- The problem -
Can you reproduce the records from their start through the line containing "column 67, row 119", swapping "Drop" for "Place" and changing nothing else? Leave the pictures out.

(begin)

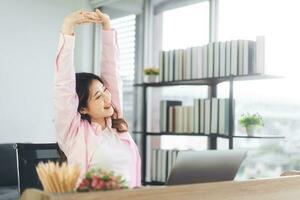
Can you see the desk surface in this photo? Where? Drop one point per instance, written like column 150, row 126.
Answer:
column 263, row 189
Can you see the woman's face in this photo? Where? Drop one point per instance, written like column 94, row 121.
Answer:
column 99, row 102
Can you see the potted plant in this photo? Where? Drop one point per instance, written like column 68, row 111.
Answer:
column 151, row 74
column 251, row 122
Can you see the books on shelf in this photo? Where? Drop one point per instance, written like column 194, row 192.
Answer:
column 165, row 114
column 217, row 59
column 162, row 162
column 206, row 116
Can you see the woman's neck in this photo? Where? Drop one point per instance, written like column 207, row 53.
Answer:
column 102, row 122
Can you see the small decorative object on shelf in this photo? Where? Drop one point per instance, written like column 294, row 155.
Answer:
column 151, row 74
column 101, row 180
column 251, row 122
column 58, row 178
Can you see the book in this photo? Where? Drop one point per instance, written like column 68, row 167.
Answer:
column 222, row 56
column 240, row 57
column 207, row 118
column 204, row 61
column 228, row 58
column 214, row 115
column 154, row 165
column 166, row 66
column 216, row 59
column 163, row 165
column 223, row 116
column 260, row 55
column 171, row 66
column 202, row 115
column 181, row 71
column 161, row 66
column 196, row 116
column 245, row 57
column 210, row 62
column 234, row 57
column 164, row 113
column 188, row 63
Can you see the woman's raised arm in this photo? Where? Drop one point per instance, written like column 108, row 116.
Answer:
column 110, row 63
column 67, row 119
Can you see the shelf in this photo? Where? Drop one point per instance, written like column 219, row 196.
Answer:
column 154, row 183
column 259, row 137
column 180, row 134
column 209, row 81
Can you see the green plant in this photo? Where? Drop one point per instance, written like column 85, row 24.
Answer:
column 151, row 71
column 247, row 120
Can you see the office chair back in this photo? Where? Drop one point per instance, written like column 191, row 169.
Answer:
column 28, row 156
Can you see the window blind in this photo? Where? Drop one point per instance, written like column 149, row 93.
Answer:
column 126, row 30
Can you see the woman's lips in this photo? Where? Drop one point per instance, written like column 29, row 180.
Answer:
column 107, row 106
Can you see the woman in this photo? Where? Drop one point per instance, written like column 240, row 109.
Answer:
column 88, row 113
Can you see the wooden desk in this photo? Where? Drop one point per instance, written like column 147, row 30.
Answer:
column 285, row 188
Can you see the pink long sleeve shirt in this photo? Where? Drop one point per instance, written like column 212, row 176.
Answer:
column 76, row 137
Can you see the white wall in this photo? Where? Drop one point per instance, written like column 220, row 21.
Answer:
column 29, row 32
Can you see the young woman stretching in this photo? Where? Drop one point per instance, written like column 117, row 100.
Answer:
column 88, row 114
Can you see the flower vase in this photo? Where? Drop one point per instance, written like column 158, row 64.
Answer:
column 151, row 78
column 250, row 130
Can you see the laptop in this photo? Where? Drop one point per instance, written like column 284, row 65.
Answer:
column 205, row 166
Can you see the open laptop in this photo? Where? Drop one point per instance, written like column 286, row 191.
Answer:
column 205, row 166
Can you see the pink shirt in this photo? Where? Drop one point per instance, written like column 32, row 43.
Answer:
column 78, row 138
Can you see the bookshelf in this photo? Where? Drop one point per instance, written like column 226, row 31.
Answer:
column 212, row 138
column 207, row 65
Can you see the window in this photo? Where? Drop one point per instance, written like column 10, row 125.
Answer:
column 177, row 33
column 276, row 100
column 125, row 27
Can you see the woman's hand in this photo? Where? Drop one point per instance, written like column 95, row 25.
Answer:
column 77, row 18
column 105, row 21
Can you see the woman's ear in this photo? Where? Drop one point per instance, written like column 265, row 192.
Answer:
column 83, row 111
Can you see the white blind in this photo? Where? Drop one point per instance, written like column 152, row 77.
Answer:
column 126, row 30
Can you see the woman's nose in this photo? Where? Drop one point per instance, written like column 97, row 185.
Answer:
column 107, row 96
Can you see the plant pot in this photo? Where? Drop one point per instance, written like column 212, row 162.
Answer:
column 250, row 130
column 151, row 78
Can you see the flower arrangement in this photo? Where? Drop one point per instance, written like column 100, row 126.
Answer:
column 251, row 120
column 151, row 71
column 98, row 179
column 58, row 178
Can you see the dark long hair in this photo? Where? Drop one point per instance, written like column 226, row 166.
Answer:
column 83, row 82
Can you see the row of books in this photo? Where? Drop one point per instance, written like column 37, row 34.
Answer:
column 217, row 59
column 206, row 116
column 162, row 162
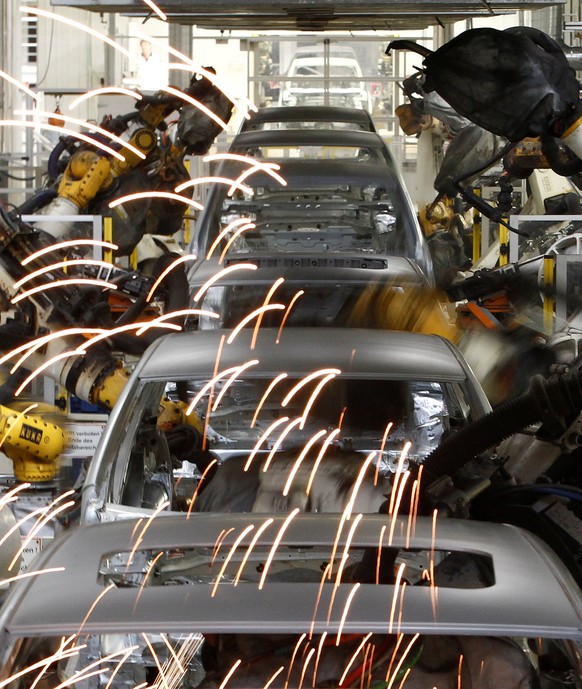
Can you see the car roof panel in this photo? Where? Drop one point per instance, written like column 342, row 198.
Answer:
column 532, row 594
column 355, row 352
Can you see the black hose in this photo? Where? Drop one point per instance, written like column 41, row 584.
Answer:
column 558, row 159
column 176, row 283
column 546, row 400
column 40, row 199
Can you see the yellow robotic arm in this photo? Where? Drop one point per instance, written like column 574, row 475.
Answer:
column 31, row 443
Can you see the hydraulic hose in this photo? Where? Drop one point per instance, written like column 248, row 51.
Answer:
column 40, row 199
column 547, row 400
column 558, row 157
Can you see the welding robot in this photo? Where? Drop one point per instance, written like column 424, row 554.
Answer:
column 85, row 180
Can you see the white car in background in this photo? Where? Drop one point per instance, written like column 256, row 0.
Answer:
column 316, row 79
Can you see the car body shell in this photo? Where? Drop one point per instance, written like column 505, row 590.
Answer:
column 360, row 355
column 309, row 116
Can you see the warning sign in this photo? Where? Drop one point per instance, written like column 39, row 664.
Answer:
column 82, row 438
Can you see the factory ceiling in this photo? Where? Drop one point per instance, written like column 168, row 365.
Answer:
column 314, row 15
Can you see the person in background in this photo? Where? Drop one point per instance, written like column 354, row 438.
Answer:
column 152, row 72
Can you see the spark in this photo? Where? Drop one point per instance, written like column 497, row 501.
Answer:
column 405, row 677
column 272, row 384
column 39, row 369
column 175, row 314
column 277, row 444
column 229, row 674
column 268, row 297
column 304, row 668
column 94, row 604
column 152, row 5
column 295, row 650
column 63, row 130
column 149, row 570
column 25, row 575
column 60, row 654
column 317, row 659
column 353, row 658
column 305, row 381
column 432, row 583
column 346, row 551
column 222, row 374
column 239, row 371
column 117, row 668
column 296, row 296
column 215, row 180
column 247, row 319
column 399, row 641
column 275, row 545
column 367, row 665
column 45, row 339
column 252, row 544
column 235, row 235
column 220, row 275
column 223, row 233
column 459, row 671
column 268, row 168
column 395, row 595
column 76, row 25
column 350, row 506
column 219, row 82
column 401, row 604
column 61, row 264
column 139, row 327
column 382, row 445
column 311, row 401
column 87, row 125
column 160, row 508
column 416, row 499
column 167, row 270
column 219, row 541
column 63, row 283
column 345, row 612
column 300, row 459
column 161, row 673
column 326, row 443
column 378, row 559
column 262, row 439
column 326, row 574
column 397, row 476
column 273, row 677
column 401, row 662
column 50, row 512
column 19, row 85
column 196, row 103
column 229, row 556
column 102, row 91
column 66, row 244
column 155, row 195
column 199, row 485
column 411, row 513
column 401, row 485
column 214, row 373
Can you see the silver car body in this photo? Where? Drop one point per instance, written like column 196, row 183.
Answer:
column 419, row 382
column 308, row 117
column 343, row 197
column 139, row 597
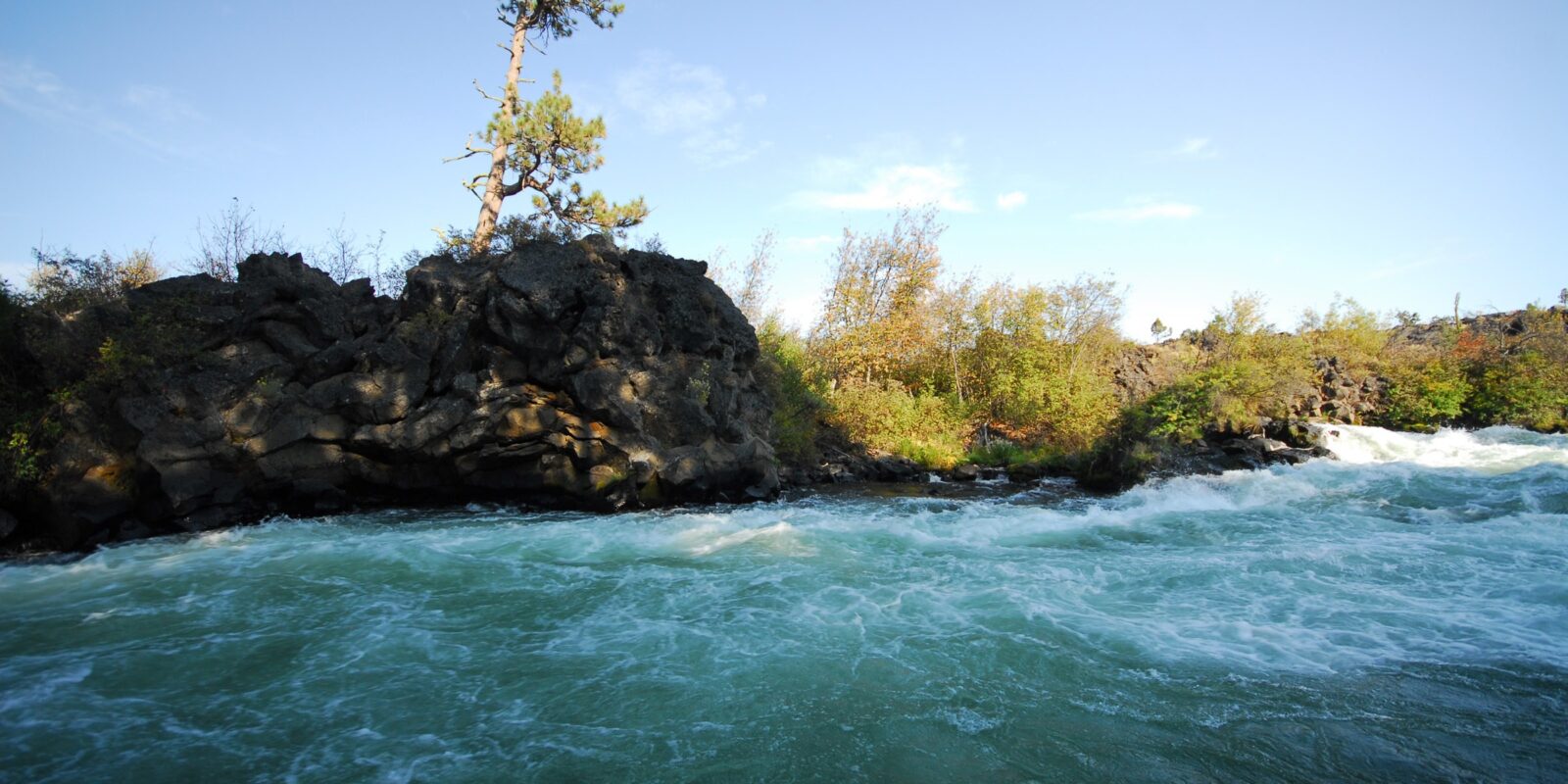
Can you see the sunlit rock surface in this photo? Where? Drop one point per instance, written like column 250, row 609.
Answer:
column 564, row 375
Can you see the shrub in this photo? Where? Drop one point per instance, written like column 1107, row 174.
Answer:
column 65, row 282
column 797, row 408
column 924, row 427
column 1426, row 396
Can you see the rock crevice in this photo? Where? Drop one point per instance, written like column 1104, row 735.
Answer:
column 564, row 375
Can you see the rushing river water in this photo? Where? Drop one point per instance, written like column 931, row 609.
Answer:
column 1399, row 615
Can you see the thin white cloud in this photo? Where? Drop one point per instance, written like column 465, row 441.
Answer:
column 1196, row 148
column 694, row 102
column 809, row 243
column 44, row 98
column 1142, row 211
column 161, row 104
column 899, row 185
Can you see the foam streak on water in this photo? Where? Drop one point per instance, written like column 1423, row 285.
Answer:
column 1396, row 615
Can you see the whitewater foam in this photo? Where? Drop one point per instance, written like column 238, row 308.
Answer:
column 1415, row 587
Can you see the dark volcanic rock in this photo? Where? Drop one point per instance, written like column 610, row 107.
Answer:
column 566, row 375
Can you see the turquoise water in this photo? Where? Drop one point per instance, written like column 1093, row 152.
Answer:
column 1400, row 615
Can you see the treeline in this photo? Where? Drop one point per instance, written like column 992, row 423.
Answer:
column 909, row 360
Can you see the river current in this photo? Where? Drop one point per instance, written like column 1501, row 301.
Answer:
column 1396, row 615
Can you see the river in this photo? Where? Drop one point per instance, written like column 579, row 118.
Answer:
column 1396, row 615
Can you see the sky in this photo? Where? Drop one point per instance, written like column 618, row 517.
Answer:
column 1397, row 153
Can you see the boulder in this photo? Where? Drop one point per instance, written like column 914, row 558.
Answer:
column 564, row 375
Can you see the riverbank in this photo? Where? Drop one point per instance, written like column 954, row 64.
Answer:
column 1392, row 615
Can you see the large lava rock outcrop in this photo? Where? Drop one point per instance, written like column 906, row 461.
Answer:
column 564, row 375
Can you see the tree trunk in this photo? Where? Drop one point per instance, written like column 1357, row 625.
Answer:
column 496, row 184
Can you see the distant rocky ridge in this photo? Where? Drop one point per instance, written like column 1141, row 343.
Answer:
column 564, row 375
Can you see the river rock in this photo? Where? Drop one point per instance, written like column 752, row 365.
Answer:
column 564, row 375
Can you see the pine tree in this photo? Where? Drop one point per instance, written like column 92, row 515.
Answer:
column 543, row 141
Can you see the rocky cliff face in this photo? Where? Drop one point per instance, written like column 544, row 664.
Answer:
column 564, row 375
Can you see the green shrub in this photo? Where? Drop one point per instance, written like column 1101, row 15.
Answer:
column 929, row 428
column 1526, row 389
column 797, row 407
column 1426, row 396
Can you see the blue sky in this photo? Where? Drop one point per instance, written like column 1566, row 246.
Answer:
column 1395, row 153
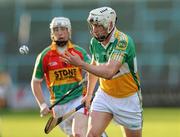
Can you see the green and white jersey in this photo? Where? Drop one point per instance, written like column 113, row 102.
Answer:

(end)

- Complete output -
Can you see the desk surface in this photo? Where? Place one point per instance, written like column 150, row 126.
Answer:
column 263, row 189
Can you see the woman's face in this photo? Where? Place one point per instance, written like column 94, row 121.
Answer:
column 99, row 102
Can you see the potted plant in this photo? Where? Place one point per instance, written like column 68, row 111.
Answer:
column 151, row 74
column 251, row 122
Can you see the books on shelf in this photo? Where? Place one point per instance, written like column 194, row 192.
Answer:
column 165, row 114
column 217, row 59
column 162, row 162
column 206, row 116
Can you see the woman's neck in this photo? Where? Place one point per instance, written like column 207, row 53.
Answer:
column 102, row 122
Can you see the small decorative object on shelf in this photo? Where? Place one point per instance, written like column 294, row 155.
Answer:
column 151, row 74
column 101, row 180
column 251, row 122
column 58, row 178
Can you see the book in this photo? Where? Place one point per instance, written like column 68, row 167.
Answer:
column 222, row 56
column 240, row 57
column 207, row 118
column 204, row 61
column 228, row 58
column 214, row 115
column 154, row 165
column 166, row 66
column 216, row 59
column 163, row 165
column 223, row 116
column 260, row 55
column 171, row 66
column 202, row 115
column 181, row 71
column 161, row 66
column 196, row 116
column 245, row 57
column 210, row 62
column 234, row 57
column 164, row 113
column 188, row 63
Can you see the woman's raised arm in this photo? Where? Place one point per instance, written like column 108, row 116.
Answer:
column 110, row 63
column 67, row 119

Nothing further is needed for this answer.